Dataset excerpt
>>>
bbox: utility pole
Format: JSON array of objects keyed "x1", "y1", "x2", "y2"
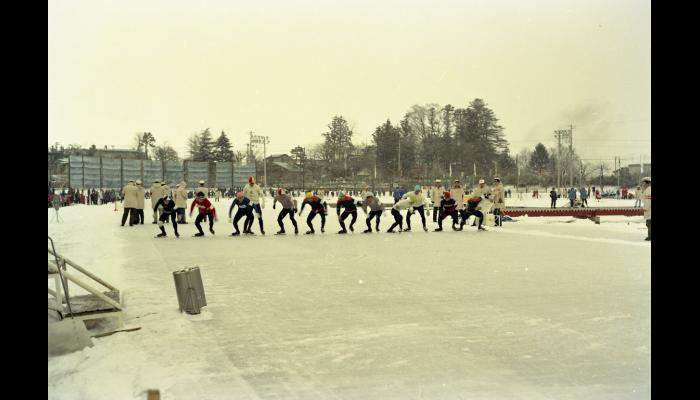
[
  {"x1": 515, "y1": 154, "x2": 520, "y2": 193},
  {"x1": 554, "y1": 130, "x2": 565, "y2": 190},
  {"x1": 250, "y1": 131, "x2": 270, "y2": 187},
  {"x1": 615, "y1": 156, "x2": 622, "y2": 195},
  {"x1": 398, "y1": 133, "x2": 401, "y2": 178},
  {"x1": 567, "y1": 124, "x2": 574, "y2": 187}
]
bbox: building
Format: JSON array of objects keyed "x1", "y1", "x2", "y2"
[
  {"x1": 258, "y1": 154, "x2": 301, "y2": 187},
  {"x1": 94, "y1": 146, "x2": 146, "y2": 160}
]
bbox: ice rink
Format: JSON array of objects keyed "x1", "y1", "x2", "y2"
[{"x1": 48, "y1": 195, "x2": 651, "y2": 400}]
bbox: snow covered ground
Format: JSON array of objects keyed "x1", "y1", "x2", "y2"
[{"x1": 48, "y1": 195, "x2": 651, "y2": 400}]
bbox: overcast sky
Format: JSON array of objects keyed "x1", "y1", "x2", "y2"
[{"x1": 48, "y1": 0, "x2": 651, "y2": 164}]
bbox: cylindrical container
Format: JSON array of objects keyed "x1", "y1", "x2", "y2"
[{"x1": 173, "y1": 267, "x2": 207, "y2": 314}]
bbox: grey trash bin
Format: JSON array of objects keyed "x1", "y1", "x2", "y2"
[{"x1": 173, "y1": 267, "x2": 207, "y2": 314}]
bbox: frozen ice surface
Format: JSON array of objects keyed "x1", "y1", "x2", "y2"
[{"x1": 48, "y1": 196, "x2": 651, "y2": 400}]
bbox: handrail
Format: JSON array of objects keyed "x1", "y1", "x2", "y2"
[{"x1": 49, "y1": 249, "x2": 119, "y2": 291}]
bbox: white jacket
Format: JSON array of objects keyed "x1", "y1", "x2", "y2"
[
  {"x1": 403, "y1": 192, "x2": 430, "y2": 207},
  {"x1": 392, "y1": 198, "x2": 412, "y2": 211},
  {"x1": 243, "y1": 183, "x2": 265, "y2": 206},
  {"x1": 430, "y1": 186, "x2": 445, "y2": 207},
  {"x1": 173, "y1": 184, "x2": 187, "y2": 208},
  {"x1": 150, "y1": 182, "x2": 163, "y2": 210},
  {"x1": 490, "y1": 183, "x2": 506, "y2": 209},
  {"x1": 643, "y1": 185, "x2": 651, "y2": 219},
  {"x1": 448, "y1": 186, "x2": 464, "y2": 210},
  {"x1": 194, "y1": 185, "x2": 209, "y2": 198},
  {"x1": 160, "y1": 185, "x2": 173, "y2": 198},
  {"x1": 136, "y1": 185, "x2": 146, "y2": 210},
  {"x1": 122, "y1": 183, "x2": 139, "y2": 208}
]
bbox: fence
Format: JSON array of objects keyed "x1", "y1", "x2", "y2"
[{"x1": 68, "y1": 156, "x2": 256, "y2": 189}]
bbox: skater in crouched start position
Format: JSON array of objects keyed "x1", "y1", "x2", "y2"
[
  {"x1": 243, "y1": 176, "x2": 265, "y2": 235},
  {"x1": 435, "y1": 192, "x2": 457, "y2": 232},
  {"x1": 404, "y1": 185, "x2": 430, "y2": 232},
  {"x1": 336, "y1": 192, "x2": 357, "y2": 234},
  {"x1": 272, "y1": 188, "x2": 299, "y2": 235},
  {"x1": 153, "y1": 195, "x2": 180, "y2": 237},
  {"x1": 361, "y1": 193, "x2": 384, "y2": 233},
  {"x1": 459, "y1": 195, "x2": 486, "y2": 231},
  {"x1": 386, "y1": 198, "x2": 413, "y2": 233},
  {"x1": 228, "y1": 192, "x2": 253, "y2": 236},
  {"x1": 190, "y1": 192, "x2": 216, "y2": 236},
  {"x1": 299, "y1": 192, "x2": 326, "y2": 235}
]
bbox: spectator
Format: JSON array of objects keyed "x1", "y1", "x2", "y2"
[
  {"x1": 549, "y1": 188, "x2": 557, "y2": 208},
  {"x1": 581, "y1": 187, "x2": 588, "y2": 207},
  {"x1": 642, "y1": 177, "x2": 651, "y2": 240},
  {"x1": 569, "y1": 186, "x2": 576, "y2": 208}
]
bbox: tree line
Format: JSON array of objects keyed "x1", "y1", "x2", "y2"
[{"x1": 47, "y1": 98, "x2": 628, "y2": 185}]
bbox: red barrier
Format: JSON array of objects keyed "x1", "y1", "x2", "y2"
[{"x1": 504, "y1": 207, "x2": 644, "y2": 218}]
<<<
• Given request:
Extract, word for word, every line of the material above, starting at the line containing "bbox: fence" and continuing up to and including its final line.

• Written solution:
bbox: fence
Format: JSON array of objects keyed "x1", "y1", "x2", "y2"
[{"x1": 68, "y1": 156, "x2": 256, "y2": 189}]
bbox: skater in crouched start position
Format: JSON array of objects keyed "x1", "y1", "x2", "y2"
[
  {"x1": 243, "y1": 176, "x2": 265, "y2": 235},
  {"x1": 435, "y1": 192, "x2": 457, "y2": 232},
  {"x1": 404, "y1": 185, "x2": 430, "y2": 232},
  {"x1": 336, "y1": 192, "x2": 357, "y2": 234},
  {"x1": 272, "y1": 188, "x2": 299, "y2": 235},
  {"x1": 153, "y1": 195, "x2": 180, "y2": 237},
  {"x1": 361, "y1": 193, "x2": 384, "y2": 233},
  {"x1": 459, "y1": 195, "x2": 486, "y2": 231},
  {"x1": 386, "y1": 198, "x2": 413, "y2": 233},
  {"x1": 228, "y1": 192, "x2": 253, "y2": 236},
  {"x1": 190, "y1": 192, "x2": 216, "y2": 236},
  {"x1": 299, "y1": 192, "x2": 326, "y2": 235}
]
bbox: spectator
Format: JSON array of objects keyed "x1", "y1", "x2", "y2"
[
  {"x1": 549, "y1": 188, "x2": 557, "y2": 208},
  {"x1": 581, "y1": 187, "x2": 588, "y2": 207},
  {"x1": 642, "y1": 177, "x2": 651, "y2": 240},
  {"x1": 569, "y1": 186, "x2": 576, "y2": 208}
]
bbox: tree line
Format: JSON array of objects keyed "x1", "y1", "x2", "y2"
[{"x1": 47, "y1": 98, "x2": 628, "y2": 185}]
bbox: red barrier
Format: JSON array of objects keyed "x1", "y1", "x2", "y2"
[{"x1": 504, "y1": 207, "x2": 644, "y2": 218}]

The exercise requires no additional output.